• _Extrait du texte_

La parole est à M. le rapporteur, pour soutenir l'amendement no

31.

M. René Dosière, rapporteur.

L'amendement tend, d'une part, à exclure le contrôle budgétaire des compétences ultérieurement transférées et, d'autre part, à y inclure les règles relatives au régime comptable et financier des collectivités et établissements publics.

M. le président.

Quel est l'avis du Gouvernement ? M. le secrétaire d'Etat à l'outre-mer, ministre de l'intérieur par intérim.

Le Gouvernement n'est pas favorable à l'amendement s'agissant notamment du contrôle budgétaire.

M. le président.

C'est pourquoi votre sous-amendement propose le rétablissement.

M. le secrétaire d'Etat à l'outre-mer, ministre de l'intérieur par intérim.

Oui, monsieur le président.

M. le président.

Je mets aux voix le sous-amendement no 149.

(Le sous-amendement n'est pas adopté.)

M. le président.

Je mets aux voix l'amendement no

31. (L'amendement est adopté.)

M. le président.

M. Dosière, rapporteur et M. Frogier ont présenté un amendement, no 32, ainsi rédigé :

« A la fin de l'avant-dernier alinéa de l'article 26, supprimer les mots : "et recherche". »

La parole est à M. Pierre Frogier.

M. Pierre Frogier.

Ni l'accord de Nouméa ni les discussions postérieures entre partenaires de l'accord n'ont prévu la possibilité de transférer cette compétence, qui ne peut être exercée convenablement que par l'Etat.

M. le président.

Quel est l'avis du Gouvernement ? M. le secrétaire d'Etat à l'outre-mer, ministre de l'intérieur par intérim.

La recherche n'est pas à proprement parler une compétence régalienne. Cela étant, de nombreux organismes de recherche sont installés en NouvelleCalédonie, qui contribuent non seulement au rayonnement du territoire mais aussi à celui de la recherche française. C'est pourquoi le Gouvernement se rallie à la position de M. Frogier.

M. le président.

Je mets aux voix l'amendement no

32. (L'amendement est adopté.)

M. le président.

Je mets aux voix l'article 26, modifié par les amendements adoptés.

(L'article 26, ainsi modifié, est adopté.)

Article 27

M. le président.

Je donne lecture de l'article 27.

Section 2 Relations extérieures de la Nouvelle-Calédonie et association de la Nouvelle-Calédonie à des compétences de l'Etat

« Art. 27. - Dans les domaines de compétence de l'Etat, les autorités de la République peuvent délivrer pouvoir au président du gouvernement pour négocier et signer des accords avec un ou plusieurs Etats, territoires ou organismes régionaux du Pacifique et avec les organismes régionaux dépendant des institutions spécialisées des Nations unies.

• _Exercice proposé_
Selon l'extrait, pourquoi le Gouvernement se rallie-t-il à la position de M. Frogier sur l'amendement no 32 ? Répondez en une à trois phrases.

• _Liste des données_
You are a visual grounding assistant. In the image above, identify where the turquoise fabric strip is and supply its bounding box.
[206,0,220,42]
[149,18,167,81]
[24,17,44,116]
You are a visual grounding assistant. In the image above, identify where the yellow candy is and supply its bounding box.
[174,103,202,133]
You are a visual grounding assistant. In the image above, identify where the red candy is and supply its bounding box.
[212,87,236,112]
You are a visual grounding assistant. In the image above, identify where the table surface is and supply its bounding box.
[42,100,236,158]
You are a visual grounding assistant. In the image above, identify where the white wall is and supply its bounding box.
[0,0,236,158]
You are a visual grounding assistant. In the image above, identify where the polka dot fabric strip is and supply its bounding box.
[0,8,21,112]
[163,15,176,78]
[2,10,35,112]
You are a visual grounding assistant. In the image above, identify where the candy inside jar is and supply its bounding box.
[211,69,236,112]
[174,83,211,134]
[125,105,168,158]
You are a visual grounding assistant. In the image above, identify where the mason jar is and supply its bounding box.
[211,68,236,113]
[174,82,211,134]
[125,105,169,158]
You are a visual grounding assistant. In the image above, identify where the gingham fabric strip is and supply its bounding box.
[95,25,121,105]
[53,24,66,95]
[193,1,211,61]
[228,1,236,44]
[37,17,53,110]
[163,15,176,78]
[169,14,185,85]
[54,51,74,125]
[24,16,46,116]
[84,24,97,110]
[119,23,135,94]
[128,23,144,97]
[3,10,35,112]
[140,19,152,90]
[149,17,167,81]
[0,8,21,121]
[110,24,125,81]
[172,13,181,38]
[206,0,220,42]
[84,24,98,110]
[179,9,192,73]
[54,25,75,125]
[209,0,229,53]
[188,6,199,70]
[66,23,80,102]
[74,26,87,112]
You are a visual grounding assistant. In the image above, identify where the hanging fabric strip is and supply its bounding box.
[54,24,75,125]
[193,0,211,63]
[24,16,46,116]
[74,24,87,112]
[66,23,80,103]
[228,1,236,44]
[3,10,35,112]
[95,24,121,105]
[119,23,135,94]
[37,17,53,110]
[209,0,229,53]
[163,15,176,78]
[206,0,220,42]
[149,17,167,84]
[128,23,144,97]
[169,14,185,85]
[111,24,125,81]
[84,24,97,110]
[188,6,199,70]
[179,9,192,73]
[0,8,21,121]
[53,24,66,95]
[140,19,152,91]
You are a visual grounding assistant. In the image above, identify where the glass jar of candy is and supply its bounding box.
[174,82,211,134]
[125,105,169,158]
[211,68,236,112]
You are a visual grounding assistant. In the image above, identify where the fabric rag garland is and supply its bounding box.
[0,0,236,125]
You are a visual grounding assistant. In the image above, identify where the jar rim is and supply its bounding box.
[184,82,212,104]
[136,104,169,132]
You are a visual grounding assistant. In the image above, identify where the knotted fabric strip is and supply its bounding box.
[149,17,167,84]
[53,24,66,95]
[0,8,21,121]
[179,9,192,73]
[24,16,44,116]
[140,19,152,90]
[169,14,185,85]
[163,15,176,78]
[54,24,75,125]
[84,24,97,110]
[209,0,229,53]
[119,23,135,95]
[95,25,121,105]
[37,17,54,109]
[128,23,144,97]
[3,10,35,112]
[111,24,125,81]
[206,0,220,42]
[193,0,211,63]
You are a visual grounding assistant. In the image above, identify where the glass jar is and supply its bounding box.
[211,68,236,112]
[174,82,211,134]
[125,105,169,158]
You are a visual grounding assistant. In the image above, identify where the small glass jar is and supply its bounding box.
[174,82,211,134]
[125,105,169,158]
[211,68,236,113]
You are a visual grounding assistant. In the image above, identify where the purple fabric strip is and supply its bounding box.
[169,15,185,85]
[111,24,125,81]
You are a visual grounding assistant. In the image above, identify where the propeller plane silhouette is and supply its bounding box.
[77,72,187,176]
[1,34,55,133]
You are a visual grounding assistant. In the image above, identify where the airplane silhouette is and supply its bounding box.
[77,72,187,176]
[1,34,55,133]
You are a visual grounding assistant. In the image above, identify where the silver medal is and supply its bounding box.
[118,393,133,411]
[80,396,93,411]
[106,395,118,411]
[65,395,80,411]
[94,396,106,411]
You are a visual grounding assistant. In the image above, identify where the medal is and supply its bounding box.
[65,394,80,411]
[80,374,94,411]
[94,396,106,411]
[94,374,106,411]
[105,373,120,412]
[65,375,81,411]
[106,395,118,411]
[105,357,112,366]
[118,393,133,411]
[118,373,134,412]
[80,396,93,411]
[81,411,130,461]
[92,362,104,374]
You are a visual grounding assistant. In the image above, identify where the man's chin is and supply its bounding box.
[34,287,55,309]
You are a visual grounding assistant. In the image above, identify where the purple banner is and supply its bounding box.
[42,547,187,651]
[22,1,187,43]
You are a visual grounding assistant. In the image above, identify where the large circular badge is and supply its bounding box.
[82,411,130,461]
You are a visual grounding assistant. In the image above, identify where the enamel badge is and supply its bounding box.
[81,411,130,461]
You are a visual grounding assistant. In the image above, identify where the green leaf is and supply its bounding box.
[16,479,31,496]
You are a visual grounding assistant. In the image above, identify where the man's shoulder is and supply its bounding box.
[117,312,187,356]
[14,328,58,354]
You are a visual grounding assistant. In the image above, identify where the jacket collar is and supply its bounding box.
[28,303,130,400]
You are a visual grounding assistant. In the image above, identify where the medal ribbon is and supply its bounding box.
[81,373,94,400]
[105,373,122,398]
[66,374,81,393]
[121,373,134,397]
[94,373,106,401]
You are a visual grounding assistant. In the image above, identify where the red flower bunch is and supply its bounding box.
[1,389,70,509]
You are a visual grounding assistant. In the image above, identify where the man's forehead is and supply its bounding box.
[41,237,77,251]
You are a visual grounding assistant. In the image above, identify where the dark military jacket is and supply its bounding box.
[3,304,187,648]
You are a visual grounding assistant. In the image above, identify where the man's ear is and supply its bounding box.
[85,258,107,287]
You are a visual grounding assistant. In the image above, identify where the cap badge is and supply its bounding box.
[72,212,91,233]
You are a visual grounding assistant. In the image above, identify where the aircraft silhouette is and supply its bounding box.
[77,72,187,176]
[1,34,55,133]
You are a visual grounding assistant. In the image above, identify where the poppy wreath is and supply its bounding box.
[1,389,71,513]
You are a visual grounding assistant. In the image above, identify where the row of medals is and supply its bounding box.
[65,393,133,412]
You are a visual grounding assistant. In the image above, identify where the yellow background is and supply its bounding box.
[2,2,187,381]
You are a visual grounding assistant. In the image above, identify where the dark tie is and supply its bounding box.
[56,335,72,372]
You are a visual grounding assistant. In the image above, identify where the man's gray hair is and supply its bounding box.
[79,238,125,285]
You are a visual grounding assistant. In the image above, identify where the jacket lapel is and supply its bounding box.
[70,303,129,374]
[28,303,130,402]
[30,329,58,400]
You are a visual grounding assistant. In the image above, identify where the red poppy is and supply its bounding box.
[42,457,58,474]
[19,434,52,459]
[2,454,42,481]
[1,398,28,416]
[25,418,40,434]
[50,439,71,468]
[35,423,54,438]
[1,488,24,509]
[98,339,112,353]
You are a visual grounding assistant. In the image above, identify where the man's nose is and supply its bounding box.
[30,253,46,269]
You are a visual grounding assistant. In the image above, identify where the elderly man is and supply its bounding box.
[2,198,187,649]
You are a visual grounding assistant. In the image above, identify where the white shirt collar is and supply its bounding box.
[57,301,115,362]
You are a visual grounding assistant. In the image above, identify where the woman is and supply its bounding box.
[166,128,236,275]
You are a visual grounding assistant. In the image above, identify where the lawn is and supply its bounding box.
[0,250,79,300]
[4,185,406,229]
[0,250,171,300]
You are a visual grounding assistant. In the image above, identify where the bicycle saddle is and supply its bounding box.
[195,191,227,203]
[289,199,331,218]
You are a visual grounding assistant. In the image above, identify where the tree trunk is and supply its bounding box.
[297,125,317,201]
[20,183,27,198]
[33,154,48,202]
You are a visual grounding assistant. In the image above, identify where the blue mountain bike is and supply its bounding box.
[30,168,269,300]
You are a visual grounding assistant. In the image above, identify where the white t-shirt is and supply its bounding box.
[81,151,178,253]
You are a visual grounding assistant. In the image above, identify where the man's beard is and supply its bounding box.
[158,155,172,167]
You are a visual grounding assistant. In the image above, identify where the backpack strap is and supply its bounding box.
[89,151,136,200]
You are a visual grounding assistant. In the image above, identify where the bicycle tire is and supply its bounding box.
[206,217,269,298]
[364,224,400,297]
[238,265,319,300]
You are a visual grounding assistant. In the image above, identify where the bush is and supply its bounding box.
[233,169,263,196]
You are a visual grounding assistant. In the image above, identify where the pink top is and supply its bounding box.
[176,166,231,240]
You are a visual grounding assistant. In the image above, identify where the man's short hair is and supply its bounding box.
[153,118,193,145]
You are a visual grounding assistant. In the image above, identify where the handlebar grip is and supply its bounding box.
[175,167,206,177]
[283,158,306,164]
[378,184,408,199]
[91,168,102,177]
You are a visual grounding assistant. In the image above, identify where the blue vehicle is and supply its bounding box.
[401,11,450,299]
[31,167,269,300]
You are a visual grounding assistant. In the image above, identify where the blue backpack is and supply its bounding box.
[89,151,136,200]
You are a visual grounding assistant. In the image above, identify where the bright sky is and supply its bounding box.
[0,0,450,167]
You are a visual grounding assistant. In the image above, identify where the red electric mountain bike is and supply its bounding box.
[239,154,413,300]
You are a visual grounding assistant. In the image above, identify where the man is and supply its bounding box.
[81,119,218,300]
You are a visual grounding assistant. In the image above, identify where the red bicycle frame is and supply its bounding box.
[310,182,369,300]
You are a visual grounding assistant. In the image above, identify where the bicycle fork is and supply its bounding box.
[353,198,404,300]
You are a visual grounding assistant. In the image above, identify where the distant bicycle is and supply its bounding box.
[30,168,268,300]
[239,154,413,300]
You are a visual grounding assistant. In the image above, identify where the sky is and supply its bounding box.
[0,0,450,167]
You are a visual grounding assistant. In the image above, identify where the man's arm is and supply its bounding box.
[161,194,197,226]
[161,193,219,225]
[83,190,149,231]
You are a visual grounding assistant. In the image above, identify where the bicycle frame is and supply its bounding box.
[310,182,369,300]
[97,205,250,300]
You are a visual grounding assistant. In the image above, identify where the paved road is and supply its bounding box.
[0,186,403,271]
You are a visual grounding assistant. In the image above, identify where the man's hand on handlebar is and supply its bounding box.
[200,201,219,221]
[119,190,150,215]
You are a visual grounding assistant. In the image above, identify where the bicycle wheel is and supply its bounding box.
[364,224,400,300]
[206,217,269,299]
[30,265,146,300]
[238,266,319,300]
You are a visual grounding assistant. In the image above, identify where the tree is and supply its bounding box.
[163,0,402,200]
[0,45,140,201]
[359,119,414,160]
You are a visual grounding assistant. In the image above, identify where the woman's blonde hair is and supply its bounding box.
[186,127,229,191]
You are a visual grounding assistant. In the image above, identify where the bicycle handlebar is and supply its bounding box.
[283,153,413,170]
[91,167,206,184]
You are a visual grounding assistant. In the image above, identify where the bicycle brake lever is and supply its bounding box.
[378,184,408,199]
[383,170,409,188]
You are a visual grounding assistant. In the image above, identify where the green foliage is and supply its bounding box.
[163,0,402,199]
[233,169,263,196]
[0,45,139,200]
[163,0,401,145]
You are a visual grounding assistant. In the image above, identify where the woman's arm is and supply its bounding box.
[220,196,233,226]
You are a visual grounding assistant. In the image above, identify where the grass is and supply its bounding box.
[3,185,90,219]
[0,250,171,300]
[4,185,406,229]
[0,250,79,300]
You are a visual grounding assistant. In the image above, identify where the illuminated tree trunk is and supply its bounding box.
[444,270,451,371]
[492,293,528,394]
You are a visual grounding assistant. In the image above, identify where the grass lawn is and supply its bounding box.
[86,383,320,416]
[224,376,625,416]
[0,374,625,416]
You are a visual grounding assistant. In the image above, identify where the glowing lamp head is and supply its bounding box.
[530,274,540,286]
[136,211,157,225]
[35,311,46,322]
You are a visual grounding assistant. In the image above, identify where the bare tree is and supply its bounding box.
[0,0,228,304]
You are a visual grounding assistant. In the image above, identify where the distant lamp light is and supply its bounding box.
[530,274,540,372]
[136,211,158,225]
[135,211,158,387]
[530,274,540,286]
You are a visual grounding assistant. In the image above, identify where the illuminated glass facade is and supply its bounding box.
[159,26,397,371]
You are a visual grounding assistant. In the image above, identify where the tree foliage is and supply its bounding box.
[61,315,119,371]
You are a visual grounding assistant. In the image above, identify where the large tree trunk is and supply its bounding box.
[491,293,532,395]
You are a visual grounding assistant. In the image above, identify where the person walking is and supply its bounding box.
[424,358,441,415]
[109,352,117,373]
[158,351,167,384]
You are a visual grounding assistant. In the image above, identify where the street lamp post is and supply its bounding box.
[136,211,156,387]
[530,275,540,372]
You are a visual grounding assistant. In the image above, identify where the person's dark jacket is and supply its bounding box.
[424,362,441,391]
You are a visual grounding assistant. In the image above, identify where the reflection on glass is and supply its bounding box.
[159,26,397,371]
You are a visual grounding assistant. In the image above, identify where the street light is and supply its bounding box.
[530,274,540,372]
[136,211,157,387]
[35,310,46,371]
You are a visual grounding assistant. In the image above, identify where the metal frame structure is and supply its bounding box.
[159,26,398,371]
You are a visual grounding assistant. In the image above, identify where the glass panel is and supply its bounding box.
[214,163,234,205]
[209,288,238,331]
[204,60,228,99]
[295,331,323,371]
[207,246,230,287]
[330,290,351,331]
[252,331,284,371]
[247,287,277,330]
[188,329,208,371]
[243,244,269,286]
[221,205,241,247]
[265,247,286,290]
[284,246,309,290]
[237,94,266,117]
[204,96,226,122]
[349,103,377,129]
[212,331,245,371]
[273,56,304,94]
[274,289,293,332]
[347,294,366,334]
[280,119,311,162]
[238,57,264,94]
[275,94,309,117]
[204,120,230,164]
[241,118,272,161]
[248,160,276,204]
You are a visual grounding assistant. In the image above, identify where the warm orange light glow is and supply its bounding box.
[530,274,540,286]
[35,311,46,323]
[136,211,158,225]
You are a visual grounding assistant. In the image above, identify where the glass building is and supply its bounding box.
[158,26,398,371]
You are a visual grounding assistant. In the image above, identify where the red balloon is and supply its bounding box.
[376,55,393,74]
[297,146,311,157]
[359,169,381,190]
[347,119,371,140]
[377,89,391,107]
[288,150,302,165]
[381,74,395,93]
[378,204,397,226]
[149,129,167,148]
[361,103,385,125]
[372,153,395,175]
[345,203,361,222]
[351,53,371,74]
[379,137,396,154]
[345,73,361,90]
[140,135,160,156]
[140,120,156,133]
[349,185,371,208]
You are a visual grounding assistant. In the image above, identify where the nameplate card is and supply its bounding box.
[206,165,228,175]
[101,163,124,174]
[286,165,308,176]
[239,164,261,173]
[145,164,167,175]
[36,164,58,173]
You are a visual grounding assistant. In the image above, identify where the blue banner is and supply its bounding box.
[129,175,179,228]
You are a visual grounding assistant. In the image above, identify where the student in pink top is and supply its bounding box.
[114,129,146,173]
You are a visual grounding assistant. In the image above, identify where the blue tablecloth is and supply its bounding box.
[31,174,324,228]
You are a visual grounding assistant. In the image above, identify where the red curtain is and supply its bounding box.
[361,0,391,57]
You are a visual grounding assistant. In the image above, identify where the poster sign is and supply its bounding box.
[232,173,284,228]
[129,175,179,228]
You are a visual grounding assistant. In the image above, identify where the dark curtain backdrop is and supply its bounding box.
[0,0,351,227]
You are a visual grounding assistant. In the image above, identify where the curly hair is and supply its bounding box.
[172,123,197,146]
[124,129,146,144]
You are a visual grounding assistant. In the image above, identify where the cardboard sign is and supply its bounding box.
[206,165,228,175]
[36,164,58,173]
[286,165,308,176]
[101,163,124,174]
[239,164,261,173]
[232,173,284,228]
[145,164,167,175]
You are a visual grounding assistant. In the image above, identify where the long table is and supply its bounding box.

• _Corrigé_
La recherche n'est pas à proprement parler une compétence régalienne. Mais de nombreux organismes de recherche sont installés en Nouvelle-Calédonie et contribuent au rayonnement du territoire ainsi qu'à celui de la recherche française. C'est pour cette raison que le Gouvernement se rallie à la position de M. Frogier.